Task brief:
Starting at the line that contains "Can you see the side mirror?", return every line down to the end of the records below, exactly as written.

Available data:

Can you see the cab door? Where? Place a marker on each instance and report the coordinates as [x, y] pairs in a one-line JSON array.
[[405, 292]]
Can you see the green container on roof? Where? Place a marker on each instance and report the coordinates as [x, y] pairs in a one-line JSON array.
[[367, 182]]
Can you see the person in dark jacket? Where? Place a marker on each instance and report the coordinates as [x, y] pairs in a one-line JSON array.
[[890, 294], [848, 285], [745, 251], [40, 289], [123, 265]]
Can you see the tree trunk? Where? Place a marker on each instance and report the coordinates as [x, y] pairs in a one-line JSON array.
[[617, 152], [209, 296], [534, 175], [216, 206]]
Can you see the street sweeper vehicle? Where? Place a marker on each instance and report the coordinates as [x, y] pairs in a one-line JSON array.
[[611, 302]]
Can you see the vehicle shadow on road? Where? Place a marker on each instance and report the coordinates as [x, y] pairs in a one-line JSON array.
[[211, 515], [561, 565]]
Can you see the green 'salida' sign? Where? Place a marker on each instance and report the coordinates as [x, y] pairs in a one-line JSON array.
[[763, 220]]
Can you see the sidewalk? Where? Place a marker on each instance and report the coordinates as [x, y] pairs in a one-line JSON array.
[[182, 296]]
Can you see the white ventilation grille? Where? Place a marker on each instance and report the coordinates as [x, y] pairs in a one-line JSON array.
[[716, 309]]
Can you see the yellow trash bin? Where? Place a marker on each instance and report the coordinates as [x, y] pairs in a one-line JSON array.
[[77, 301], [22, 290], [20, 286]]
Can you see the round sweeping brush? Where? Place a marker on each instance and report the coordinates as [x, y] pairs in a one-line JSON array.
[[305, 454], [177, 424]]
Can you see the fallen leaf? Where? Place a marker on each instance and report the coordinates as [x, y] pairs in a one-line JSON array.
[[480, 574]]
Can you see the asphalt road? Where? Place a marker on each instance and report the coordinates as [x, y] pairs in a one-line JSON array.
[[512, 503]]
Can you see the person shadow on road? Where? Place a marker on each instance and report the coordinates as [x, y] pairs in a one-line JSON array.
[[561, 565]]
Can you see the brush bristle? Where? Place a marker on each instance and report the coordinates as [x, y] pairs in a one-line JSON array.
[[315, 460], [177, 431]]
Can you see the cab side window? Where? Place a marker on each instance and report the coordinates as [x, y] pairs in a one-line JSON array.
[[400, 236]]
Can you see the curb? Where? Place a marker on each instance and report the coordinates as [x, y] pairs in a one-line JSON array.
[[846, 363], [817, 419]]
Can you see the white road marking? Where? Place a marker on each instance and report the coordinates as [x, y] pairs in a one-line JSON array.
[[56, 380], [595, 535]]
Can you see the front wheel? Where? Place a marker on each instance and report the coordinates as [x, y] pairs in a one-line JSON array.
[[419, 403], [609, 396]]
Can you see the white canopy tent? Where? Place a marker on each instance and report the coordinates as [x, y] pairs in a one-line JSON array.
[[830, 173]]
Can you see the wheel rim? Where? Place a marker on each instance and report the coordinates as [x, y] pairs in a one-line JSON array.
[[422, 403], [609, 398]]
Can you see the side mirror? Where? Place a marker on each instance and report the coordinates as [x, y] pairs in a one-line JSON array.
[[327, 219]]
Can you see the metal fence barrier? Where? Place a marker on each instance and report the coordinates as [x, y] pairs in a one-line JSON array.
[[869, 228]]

Reply to the exercise:
Can you see the side mirror? Where? Place a marker on each instance and report the coordinates as [x, y] pairs in a one-line JSON array.
[[327, 219]]
Can you see the metal fence barrier? Where? Place a marker on each instance and report the coordinates as [x, y] pairs in a one-line JSON array.
[[869, 228]]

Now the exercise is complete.